I hold the phone far away from my ear, somehow thinking if I do this the other person will know what I’m doing and stop talking.
They just don’t. Words are flung at me at a rapid pace, drilling down into tiny details, with the other end STICKY talker unaware of my frustration at this end. They are comfortable with my slight mumblings or silence. I would occasionally interject a thought and there would be quiet at the other end, may be they are listening, yet as soon as I take a breath, they pick up exactly where they left off.
If they do take in what I’ve said, they are off on a tangent with their thoughts about the subject. This is not fair and I hate this experience.
What I love is a lively conversation, even if we are interrupting each other, bouncing back and forth adding tidbits of ideas, sharing experiences, and all the time listening to the other person and at a moment’s notice can stop and be present to them.
It’s beautiful to receive and to give the gift of listening.
When I’m on with the STICKY talker, no one is present as both of us are in our own worlds. We are not listening to each other.
A half and hour later I finally hang up the phone and say aloud to myself, “I’m fine too.” It’s my way of recognizing the other person didn’t even ask how I was doing. Relieved I’m no longer cornered by their words I try to shake off the negative feelings within me. There must be a better way.

····················

> Written task
Translate this sentence from the passage about the sticky talker into Spanish: "It’s beautiful to receive and to give the gift of listening." The entries that follow come from a different source than the text above.

····················

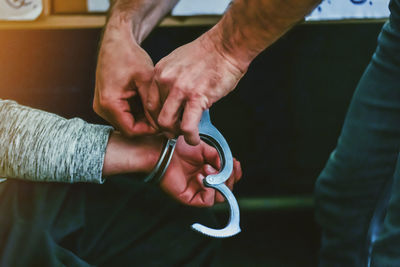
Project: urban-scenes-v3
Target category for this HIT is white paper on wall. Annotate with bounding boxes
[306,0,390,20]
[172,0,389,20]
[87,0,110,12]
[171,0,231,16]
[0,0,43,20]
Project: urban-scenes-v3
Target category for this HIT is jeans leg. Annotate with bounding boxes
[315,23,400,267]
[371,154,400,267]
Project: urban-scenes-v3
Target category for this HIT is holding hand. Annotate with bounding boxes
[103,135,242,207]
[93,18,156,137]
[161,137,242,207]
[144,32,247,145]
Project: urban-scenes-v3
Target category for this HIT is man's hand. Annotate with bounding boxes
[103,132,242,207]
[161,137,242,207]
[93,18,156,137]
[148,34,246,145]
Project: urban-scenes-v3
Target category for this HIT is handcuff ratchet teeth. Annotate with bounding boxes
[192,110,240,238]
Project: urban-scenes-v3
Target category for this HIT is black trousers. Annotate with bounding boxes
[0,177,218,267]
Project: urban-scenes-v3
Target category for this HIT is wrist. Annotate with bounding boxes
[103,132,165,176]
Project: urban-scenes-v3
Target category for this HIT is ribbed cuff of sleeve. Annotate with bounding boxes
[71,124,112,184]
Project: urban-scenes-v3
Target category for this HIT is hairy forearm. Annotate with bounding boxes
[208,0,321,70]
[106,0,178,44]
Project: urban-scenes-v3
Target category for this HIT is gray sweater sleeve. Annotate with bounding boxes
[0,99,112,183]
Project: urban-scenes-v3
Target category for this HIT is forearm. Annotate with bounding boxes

····················

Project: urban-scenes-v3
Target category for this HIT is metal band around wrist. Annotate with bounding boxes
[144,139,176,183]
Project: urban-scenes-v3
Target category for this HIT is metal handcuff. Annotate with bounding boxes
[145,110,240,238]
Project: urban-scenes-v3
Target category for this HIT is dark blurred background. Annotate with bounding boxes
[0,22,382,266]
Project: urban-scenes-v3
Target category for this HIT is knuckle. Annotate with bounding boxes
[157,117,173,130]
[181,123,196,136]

····················

> Response to the exercise
Es hermoso recibir y dar el regalo de escuchar.